Pictures are not part of the copy; repeat everything else in the records exactly.

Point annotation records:
##########

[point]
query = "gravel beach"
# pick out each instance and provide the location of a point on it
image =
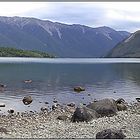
(46, 125)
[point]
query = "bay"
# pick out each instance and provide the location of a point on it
(56, 78)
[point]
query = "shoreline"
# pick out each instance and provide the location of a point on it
(46, 124)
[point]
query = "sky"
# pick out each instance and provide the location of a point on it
(117, 15)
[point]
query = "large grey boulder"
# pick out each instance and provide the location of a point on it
(27, 100)
(82, 114)
(110, 134)
(121, 104)
(105, 107)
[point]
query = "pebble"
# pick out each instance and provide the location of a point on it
(39, 125)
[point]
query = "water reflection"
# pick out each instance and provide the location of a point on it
(51, 80)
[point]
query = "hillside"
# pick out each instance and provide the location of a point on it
(130, 47)
(12, 52)
(60, 39)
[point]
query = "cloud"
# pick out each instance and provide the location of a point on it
(118, 15)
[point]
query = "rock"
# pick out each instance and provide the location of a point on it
(69, 109)
(10, 111)
(44, 109)
(55, 101)
(27, 100)
(28, 81)
(120, 100)
(79, 89)
(2, 85)
(105, 107)
(56, 106)
(71, 104)
(63, 117)
(82, 114)
(2, 105)
(121, 107)
(110, 134)
(3, 130)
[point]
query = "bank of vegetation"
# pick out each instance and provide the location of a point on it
(13, 52)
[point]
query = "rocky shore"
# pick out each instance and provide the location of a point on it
(57, 124)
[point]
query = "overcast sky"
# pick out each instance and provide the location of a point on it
(117, 15)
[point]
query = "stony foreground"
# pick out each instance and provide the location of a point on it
(46, 125)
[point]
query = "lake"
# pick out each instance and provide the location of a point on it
(56, 78)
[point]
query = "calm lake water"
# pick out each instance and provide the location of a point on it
(56, 78)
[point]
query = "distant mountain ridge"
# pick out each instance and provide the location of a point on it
(59, 39)
(129, 48)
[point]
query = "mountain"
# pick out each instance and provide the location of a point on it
(59, 39)
(130, 47)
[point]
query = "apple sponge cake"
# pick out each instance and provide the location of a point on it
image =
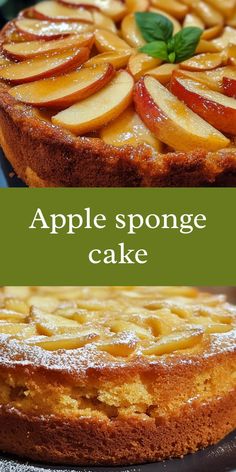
(120, 93)
(109, 376)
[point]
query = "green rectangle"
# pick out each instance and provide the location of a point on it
(36, 257)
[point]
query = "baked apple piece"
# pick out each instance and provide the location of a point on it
(175, 8)
(172, 121)
(213, 79)
(107, 41)
(163, 73)
(61, 92)
(42, 67)
(51, 10)
(117, 59)
(229, 86)
(214, 107)
(205, 61)
(115, 9)
(140, 63)
(36, 29)
(94, 112)
(129, 129)
(103, 22)
(31, 49)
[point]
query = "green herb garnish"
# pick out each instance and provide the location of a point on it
(157, 30)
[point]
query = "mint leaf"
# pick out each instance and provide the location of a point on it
(184, 43)
(157, 49)
(154, 26)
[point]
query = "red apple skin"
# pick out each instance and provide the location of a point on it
(147, 109)
(219, 116)
(229, 86)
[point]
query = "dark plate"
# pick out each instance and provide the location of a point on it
(8, 177)
(219, 458)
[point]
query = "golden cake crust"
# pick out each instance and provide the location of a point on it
(93, 406)
(85, 441)
(46, 155)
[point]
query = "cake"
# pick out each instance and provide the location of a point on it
(114, 375)
(84, 101)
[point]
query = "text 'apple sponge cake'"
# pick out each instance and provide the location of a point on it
(116, 375)
(120, 93)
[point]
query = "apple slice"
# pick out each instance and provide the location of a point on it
(115, 9)
(42, 67)
(213, 79)
(228, 37)
(36, 29)
(175, 8)
(229, 86)
(137, 5)
(211, 33)
(205, 61)
(94, 112)
(131, 33)
(107, 41)
(50, 10)
(163, 73)
(129, 129)
(232, 21)
(172, 121)
(176, 24)
(117, 59)
(28, 50)
(209, 15)
(4, 61)
(61, 92)
(214, 107)
(141, 63)
(103, 21)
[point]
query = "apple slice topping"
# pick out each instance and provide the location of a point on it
(229, 85)
(61, 92)
(115, 9)
(131, 33)
(163, 73)
(228, 37)
(213, 79)
(205, 61)
(214, 107)
(42, 67)
(141, 63)
(50, 10)
(107, 41)
(129, 129)
(175, 8)
(103, 22)
(36, 29)
(117, 59)
(31, 49)
(94, 112)
(172, 121)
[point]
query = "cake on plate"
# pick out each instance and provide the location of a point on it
(120, 93)
(114, 375)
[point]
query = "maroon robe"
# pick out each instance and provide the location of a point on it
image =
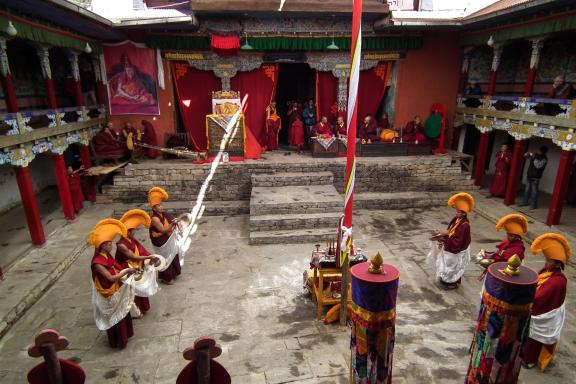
(413, 132)
(498, 186)
(119, 334)
(158, 240)
(296, 136)
(76, 191)
(507, 249)
(143, 303)
(549, 296)
(369, 131)
(460, 239)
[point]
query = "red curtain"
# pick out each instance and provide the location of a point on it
(194, 89)
(372, 88)
(260, 86)
(326, 96)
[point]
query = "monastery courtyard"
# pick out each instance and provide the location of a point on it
(250, 299)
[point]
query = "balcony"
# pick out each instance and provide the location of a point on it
(521, 117)
(25, 134)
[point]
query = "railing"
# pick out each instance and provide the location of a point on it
(521, 117)
(25, 134)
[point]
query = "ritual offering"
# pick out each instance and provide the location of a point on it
(503, 323)
(374, 291)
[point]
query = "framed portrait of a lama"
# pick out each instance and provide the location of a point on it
(132, 79)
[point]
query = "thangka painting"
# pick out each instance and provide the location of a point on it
(132, 79)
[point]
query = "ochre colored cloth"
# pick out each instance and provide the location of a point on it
(76, 191)
(507, 249)
(498, 186)
(369, 131)
(413, 132)
(71, 373)
(296, 136)
(459, 238)
(550, 295)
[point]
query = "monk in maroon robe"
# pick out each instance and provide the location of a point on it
(413, 132)
(498, 185)
(107, 274)
(323, 127)
(369, 129)
(273, 126)
(296, 136)
(149, 137)
(75, 189)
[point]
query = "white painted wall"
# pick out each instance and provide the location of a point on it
(41, 172)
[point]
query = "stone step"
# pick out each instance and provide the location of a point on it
(399, 200)
(213, 208)
(282, 179)
(294, 199)
(294, 221)
(310, 235)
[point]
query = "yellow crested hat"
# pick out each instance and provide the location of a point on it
(553, 246)
(135, 218)
(462, 201)
(106, 230)
(156, 195)
(513, 223)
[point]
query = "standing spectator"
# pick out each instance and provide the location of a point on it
(536, 168)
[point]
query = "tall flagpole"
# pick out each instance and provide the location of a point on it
(355, 56)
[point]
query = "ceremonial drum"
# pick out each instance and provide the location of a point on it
(373, 323)
(503, 325)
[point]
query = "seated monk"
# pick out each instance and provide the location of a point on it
(413, 132)
(341, 127)
(369, 129)
(322, 128)
(107, 141)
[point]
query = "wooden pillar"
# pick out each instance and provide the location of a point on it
(6, 79)
(63, 186)
(30, 205)
(494, 69)
(515, 173)
(44, 55)
(78, 97)
(87, 163)
(481, 158)
(534, 60)
(560, 188)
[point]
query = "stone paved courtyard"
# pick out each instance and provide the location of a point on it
(250, 299)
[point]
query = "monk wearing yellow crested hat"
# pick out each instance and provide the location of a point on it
(161, 227)
(130, 253)
(112, 306)
(548, 311)
(450, 254)
(516, 227)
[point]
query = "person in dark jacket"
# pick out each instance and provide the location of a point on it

##########

EXERCISE RESULT:
[point]
query = "gravel beach"
# pick out each instance and provide the location of a point on it
image =
(46, 125)
[point]
query = "bay"
# pick out each instance and provide the location of a point on it
(56, 78)
[point]
query = "shoreline"
# pick out each instance and provide the location of a point on it
(46, 124)
[point]
query = "sky"
# pick out each instance and provide the location of a point on it
(117, 15)
[point]
query = "large grey boulder"
# pick out each instance and provide the location of a point on it
(27, 100)
(82, 114)
(110, 134)
(121, 104)
(105, 107)
[point]
query = "pebble"
# pick out each instance and provide the location of a point on it
(39, 125)
[point]
query = "water reflection"
# pick out each instance and provide the location of a point on it
(51, 80)
[point]
query = "hillside"
# pick out each instance and provide the location of a point on it
(130, 47)
(12, 52)
(60, 39)
[point]
query = "cloud"
# pick out each instance and provide the location of a point on it
(118, 15)
[point]
query = "rock"
# pick out each instance and provide the location of a point on it
(69, 109)
(10, 111)
(44, 109)
(55, 101)
(27, 100)
(28, 81)
(120, 100)
(79, 89)
(2, 85)
(105, 107)
(56, 106)
(71, 104)
(63, 117)
(82, 114)
(2, 105)
(121, 107)
(110, 134)
(3, 130)
[point]
query = "bank of vegetation"
# pick out each instance and provide the location of a point on it
(13, 52)
[point]
query = "rocky shore"
# pick out each instance and provide the location of a point on it
(57, 124)
[point]
query = "overcast sky"
# pick out each instance and provide the location of a point on it
(117, 15)
[point]
query = "stony foreground"
# pick out each instance and provide the location of a point on it
(46, 125)
[point]
query = "lake"
# pick out each instance and provide the location of a point on it
(56, 78)
[point]
query = "calm lake water"
# pick out each instance and provide the location of a point on it
(56, 78)
[point]
query = "distant mountain ridge"
# pick out each instance and provide the location of a point on it
(59, 39)
(129, 48)
[point]
query = "mountain"
# pick out each instance and provide the location of a point on it
(59, 39)
(130, 47)
[point]
query = "apple sponge cake"
# pick out each instance and provide the location of a point on it
image =
(120, 93)
(109, 376)
[point]
query = "green rectangle"
# pick out each instance and provide the location of a point on it
(36, 257)
[point]
query = "baked apple piece"
# pick out each instance and provide the location of a point on it
(175, 8)
(172, 121)
(213, 79)
(107, 41)
(163, 73)
(61, 92)
(42, 67)
(51, 10)
(117, 59)
(229, 86)
(214, 107)
(205, 61)
(115, 9)
(140, 63)
(36, 29)
(94, 112)
(129, 129)
(103, 22)
(31, 49)
[point]
query = "green herb garnish"
# pick out each instance and provide the location of a point on it
(157, 30)
[point]
query = "mint leaf"
# pick out each instance and provide the location of a point on it
(184, 43)
(157, 49)
(154, 26)
[point]
query = "red apple skin"
# pick out each instance and provide the location of a point on it
(147, 109)
(219, 116)
(229, 86)
[point]
query = "dark plate"
# pick out each instance and provide the location of a point on it
(8, 177)
(219, 458)
[point]
query = "golden cake crust"
# pick out each instance and provide the location of a point on it
(93, 406)
(85, 441)
(46, 155)
[point]
query = "cake"
# pick out each instance and provide the location of a point on it
(114, 375)
(84, 101)
[point]
query = "text 'apple sponge cake'"
# pick out each instance and provide the location of a point on it
(116, 375)
(120, 93)
[point]
query = "apple slice"
# pick out each instance and provide the location of a point on it
(115, 9)
(42, 67)
(213, 79)
(228, 37)
(36, 29)
(175, 8)
(229, 86)
(137, 5)
(211, 33)
(205, 61)
(94, 112)
(131, 33)
(107, 41)
(50, 10)
(163, 73)
(129, 129)
(232, 21)
(172, 121)
(176, 24)
(117, 59)
(28, 50)
(209, 15)
(4, 61)
(61, 92)
(214, 107)
(141, 63)
(103, 21)
[point]
query = "apple slice topping"
# pick out each instance and provide the location of a point on it
(229, 85)
(61, 92)
(115, 9)
(131, 33)
(163, 73)
(228, 37)
(213, 79)
(205, 61)
(214, 107)
(42, 67)
(141, 63)
(50, 10)
(107, 41)
(129, 129)
(175, 8)
(103, 22)
(36, 29)
(117, 59)
(31, 49)
(94, 112)
(172, 121)
[point]
query = "cake on plate"
# pick out each instance and provide the location of a point on it
(120, 93)
(114, 375)
[point]
query = "maroon robe"
# pick out each instance and provide the location of a point on it
image =
(413, 132)
(498, 186)
(119, 334)
(158, 240)
(296, 136)
(76, 191)
(507, 249)
(143, 303)
(549, 296)
(369, 131)
(460, 239)
[point]
query = "red curtain"
# pick out each instance and provide the location of a point on it
(194, 89)
(372, 88)
(260, 86)
(326, 96)
[point]
query = "monastery courtyard"
# pick out each instance and provide the location of a point on it
(250, 299)
[point]
query = "balcony"
# pick out each instance and provide the location of a point on it
(521, 117)
(25, 134)
[point]
query = "railing"
# pick out each instance and provide the location of a point on it
(521, 117)
(25, 134)
[point]
query = "ritual offering"
# pick out each instance and provide the location of a point on it
(503, 323)
(374, 291)
[point]
query = "framed portrait of a lama"
# pick out each instance and provide the location of a point on it
(132, 79)
[point]
query = "thangka painting"
# pick out each instance and provide the location of a point on it
(132, 79)
[point]
query = "ochre colored cloth"
# pick out each instance and provide the location of a point on it
(76, 191)
(507, 249)
(498, 186)
(369, 131)
(413, 132)
(71, 373)
(296, 136)
(459, 238)
(550, 295)
[point]
query = "monk in maroon robe"
# pick out each instance and provide the location of a point on it
(413, 132)
(498, 185)
(107, 274)
(323, 127)
(369, 129)
(273, 126)
(296, 136)
(149, 137)
(75, 189)
[point]
query = "white painted wall"
# pick out each instance and provide the location of a point on it
(41, 172)
[point]
query = "stone step"
# pick out each instance and provide the location of a point on it
(399, 200)
(213, 208)
(282, 179)
(294, 199)
(294, 221)
(310, 235)
[point]
query = "yellow crested hat"
# pick out each instance and provide the location of a point on it
(553, 246)
(135, 218)
(462, 201)
(106, 230)
(156, 195)
(513, 223)
[point]
query = "standing spectator"
# pick out each instance and provide the location of a point on it
(536, 168)
[point]
query = "tall flagpole"
# pick out each instance and provide the location of a point on it
(355, 56)
[point]
query = "ceremonial drum"
# pick out each instance and provide the location of a point on it
(373, 323)
(503, 325)
[point]
query = "seated monk"
# pick out each instance and provide the location of a point on it
(413, 132)
(341, 127)
(369, 129)
(322, 128)
(107, 141)
[point]
query = "wooden pillar"
# pick out each instance and provide the location of a point on it
(6, 79)
(63, 186)
(30, 205)
(494, 69)
(515, 173)
(44, 55)
(78, 97)
(87, 163)
(481, 158)
(534, 60)
(560, 188)
[point]
query = "stone paved courtyard"
# pick out each instance and provide the location of a point on it
(250, 299)
[point]
query = "monk wearing yellow crested hat"
# pick out each instance and provide the location of a point on it
(161, 227)
(130, 253)
(112, 306)
(548, 311)
(450, 254)
(516, 227)
[point]
query = "person in dark jacket"
# pick out each instance and provide the location of a point on it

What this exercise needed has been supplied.